___ Available data

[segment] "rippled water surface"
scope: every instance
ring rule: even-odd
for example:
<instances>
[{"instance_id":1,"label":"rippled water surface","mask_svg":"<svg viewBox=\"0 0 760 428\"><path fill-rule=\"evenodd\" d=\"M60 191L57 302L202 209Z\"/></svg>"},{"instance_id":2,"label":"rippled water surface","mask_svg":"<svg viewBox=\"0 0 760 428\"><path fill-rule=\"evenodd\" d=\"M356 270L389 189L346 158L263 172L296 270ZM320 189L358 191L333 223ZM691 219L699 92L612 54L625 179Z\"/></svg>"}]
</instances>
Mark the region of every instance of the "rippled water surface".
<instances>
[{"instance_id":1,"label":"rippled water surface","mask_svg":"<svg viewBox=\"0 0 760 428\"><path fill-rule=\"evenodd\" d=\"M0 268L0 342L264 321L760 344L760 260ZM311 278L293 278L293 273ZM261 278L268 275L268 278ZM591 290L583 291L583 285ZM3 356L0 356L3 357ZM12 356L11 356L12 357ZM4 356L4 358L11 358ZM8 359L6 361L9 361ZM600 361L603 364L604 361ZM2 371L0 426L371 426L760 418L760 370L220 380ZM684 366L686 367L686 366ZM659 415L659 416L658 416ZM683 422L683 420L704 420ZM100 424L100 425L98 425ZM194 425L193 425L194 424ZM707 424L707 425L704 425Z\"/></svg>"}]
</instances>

______

Repeat the entire listing above word for word, with nothing left out or changed.

Solved problem:
[segment] "rippled water surface"
scope: every instance
ring rule: even-odd
for example:
<instances>
[{"instance_id":1,"label":"rippled water surface","mask_svg":"<svg viewBox=\"0 0 760 428\"><path fill-rule=\"evenodd\" d=\"M60 191L57 302L202 209Z\"/></svg>"},{"instance_id":2,"label":"rippled water surface","mask_svg":"<svg viewBox=\"0 0 760 428\"><path fill-rule=\"evenodd\" d=\"M356 270L389 189L346 158L263 172L296 270ZM320 189L358 191L333 223ZM691 219L699 92L612 54L625 179Z\"/></svg>"}]
</instances>
Mark the region of every instance of the "rippled water surface".
<instances>
[{"instance_id":1,"label":"rippled water surface","mask_svg":"<svg viewBox=\"0 0 760 428\"><path fill-rule=\"evenodd\" d=\"M0 268L0 342L264 321L760 344L760 260ZM311 278L293 278L293 273ZM261 278L268 275L268 278ZM591 290L583 291L583 285ZM3 356L0 356L3 357ZM12 356L11 356L12 357ZM4 356L4 358L11 358ZM8 359L6 361L9 361ZM600 361L603 364L604 361ZM2 371L0 426L371 426L760 418L760 370L220 380ZM684 366L686 367L686 366ZM659 415L659 416L658 416ZM683 422L683 420L704 420ZM100 424L100 425L98 425ZM194 425L193 425L194 424ZM707 424L707 425L704 425Z\"/></svg>"}]
</instances>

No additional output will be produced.